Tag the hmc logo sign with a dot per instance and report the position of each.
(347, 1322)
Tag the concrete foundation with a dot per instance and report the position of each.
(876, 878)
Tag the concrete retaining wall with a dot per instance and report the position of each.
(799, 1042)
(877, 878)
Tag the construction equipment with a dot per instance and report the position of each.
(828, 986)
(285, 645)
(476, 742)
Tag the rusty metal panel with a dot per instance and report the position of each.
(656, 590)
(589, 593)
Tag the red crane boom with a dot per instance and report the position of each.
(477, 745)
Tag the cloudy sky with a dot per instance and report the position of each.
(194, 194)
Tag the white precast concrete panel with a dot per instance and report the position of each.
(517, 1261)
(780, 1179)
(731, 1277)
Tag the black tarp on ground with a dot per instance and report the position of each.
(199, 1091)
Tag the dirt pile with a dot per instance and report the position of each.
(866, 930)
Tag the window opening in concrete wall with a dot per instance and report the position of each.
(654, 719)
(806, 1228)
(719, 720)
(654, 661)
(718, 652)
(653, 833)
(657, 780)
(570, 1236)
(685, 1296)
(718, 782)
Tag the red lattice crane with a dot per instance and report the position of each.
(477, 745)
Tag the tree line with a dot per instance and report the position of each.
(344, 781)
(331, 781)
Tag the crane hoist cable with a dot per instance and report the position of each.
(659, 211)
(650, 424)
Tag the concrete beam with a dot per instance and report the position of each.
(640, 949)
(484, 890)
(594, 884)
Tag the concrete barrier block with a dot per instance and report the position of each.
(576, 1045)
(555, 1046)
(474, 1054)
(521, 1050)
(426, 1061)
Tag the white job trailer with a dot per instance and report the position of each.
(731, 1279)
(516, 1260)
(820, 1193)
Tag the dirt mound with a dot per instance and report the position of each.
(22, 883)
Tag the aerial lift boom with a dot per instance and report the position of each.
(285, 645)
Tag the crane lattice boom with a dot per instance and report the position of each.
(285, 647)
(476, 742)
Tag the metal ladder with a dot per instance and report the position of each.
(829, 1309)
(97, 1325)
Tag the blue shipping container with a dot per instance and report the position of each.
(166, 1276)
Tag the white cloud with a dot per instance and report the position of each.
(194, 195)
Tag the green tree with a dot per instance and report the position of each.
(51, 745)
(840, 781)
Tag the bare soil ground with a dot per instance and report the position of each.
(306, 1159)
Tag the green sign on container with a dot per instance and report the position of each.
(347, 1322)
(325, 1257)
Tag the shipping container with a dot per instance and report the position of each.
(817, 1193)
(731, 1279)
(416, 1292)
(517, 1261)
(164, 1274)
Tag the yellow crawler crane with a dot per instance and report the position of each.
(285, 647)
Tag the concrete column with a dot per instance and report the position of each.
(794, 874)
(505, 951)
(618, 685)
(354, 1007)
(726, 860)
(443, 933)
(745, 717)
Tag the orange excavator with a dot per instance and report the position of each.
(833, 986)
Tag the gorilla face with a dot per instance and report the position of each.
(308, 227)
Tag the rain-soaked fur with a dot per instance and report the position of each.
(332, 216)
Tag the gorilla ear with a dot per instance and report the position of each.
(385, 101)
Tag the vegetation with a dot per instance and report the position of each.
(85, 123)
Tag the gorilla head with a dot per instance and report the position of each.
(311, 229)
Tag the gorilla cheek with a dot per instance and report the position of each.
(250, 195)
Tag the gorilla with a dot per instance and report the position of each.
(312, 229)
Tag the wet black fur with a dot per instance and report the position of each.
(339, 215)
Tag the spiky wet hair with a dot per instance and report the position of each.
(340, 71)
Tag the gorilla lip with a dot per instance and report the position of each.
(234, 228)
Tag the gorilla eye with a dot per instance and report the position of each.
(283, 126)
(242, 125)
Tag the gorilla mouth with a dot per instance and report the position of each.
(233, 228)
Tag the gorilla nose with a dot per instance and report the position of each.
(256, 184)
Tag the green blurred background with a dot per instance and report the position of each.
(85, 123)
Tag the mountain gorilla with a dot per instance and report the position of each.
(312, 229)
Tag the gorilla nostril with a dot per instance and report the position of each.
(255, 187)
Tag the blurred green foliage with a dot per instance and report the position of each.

**Exercise instructions:**
Nothing in the listing may be changed; retype it all exactly.

**Answer below:**
Tag the hmc logo sign with a dot per instance and report the position of each.
(347, 1322)
Tag the concrete foundation with a dot per instance and report the position of each.
(876, 878)
Tag the concrete retaining wall with a dot per instance and report the position of each.
(799, 1042)
(877, 878)
Tag the construction equipment with a dot per instance and report the position of each.
(828, 986)
(285, 645)
(476, 742)
Tag the rusty metal panel with a dot per instance and report the position of each.
(656, 590)
(589, 593)
Tag the red crane boom with a dot per instance and report the position of each.
(477, 745)
Tag the cloudy sky with a dot per instance and report the position of each.
(194, 194)
Tag the white precast concrete panel with a dot per instance and report the position of each.
(517, 1261)
(780, 1179)
(731, 1277)
Tag the black tarp on ground with a dot per instance and report the position of each.
(199, 1091)
Tag the dirt pile with a dot per instance and report the position of each.
(866, 930)
Tag the window opening in concrete wall with a dot per instance and report the position of each.
(654, 719)
(806, 1228)
(719, 720)
(654, 661)
(718, 652)
(653, 833)
(657, 780)
(570, 1236)
(685, 1296)
(718, 782)
Tag the red lattice crane with a dot per instance and report the position of each.
(477, 745)
Tag the tree line with a dot per instance and report the position of each.
(344, 781)
(331, 781)
Tag the crane hoist cable with a dot per instance and report the position of each.
(659, 211)
(650, 424)
Tag the concrete beam with a dot per instance and report the position of each.
(640, 949)
(484, 890)
(594, 884)
Tag the concrete barrier block with a dot per instance and report the position of each.
(576, 1045)
(555, 1046)
(474, 1054)
(521, 1050)
(426, 1061)
Tag the white job trailer with a dot per instance and report the position of each.
(731, 1279)
(516, 1260)
(820, 1193)
Tag the dirt mound with a dot per instance and report the position of each.
(22, 883)
Tag the aerial lift boom with a dot per instance and report the position of each.
(285, 645)
Tag the crane lattice boom with a dot per instance and report the position of each.
(285, 647)
(476, 742)
Tag the metal ladder with a dot per instance and report the position of each.
(829, 1309)
(97, 1325)
Tag the blue shipping container with a dot per instance and report the position of each.
(166, 1276)
Tag the white cloud with a dot per instance and report the position of each.
(194, 195)
Tag the green tree with a dot per instance and report the position of each.
(51, 745)
(840, 781)
Tag the bare soil ground with a dot per instance and report the position of each.
(306, 1159)
Tag the green sign on container with a dot per instance and report the position of each.
(347, 1322)
(325, 1257)
Tag the shipping container with a dot per instance and report the position of each.
(817, 1193)
(731, 1279)
(416, 1292)
(517, 1261)
(164, 1274)
Tag the yellow crawler crane with a dot per instance and report the position of each.
(285, 647)
Tag the concrete column with a dot per instance and report the position of each.
(794, 874)
(505, 951)
(618, 685)
(354, 1007)
(726, 860)
(443, 933)
(745, 717)
Tag the orange excavator with a dot per instance and report the position of each.
(833, 986)
Tag the gorilla face with a dot per instance and report the position of each.
(308, 227)
Tag the rain-soaked fur with a dot per instance and report the position of each.
(332, 216)
Tag the gorilla ear with a dot per instance and report the position of each.
(385, 101)
Tag the vegetation with a dot per instance and report the position of each.
(85, 123)
Tag the gorilla head with a dot per instance and report the position of each.
(311, 229)
Tag the gorilla cheek with a dot per instance and report the position of each.
(250, 195)
Tag the gorilla with a dot per instance and report the position of each.
(312, 229)
Tag the wet black fur with a dot per instance and report the position of each.
(339, 215)
Tag the spiky wet hair with a dot per instance and report the position of each.
(340, 71)
Tag the gorilla lip with a dot per instance and report the position of each.
(234, 228)
Tag the gorilla eye with a dot per instance and report the position of each.
(283, 126)
(242, 125)
Tag the gorilla mouth with a dot per instance and report the position of each.
(233, 228)
Tag the gorilla nose with a dot per instance and report the position of each.
(256, 184)
Tag the green blurred background with a dot per instance and report the position of each.
(85, 123)
Tag the mountain gorilla with a dot per instance and report the position of each.
(312, 229)
Tag the gorilla nostril with a dot per instance and report the position of each.
(255, 187)
Tag the blurred green foliage with a dot per instance and report the position of each.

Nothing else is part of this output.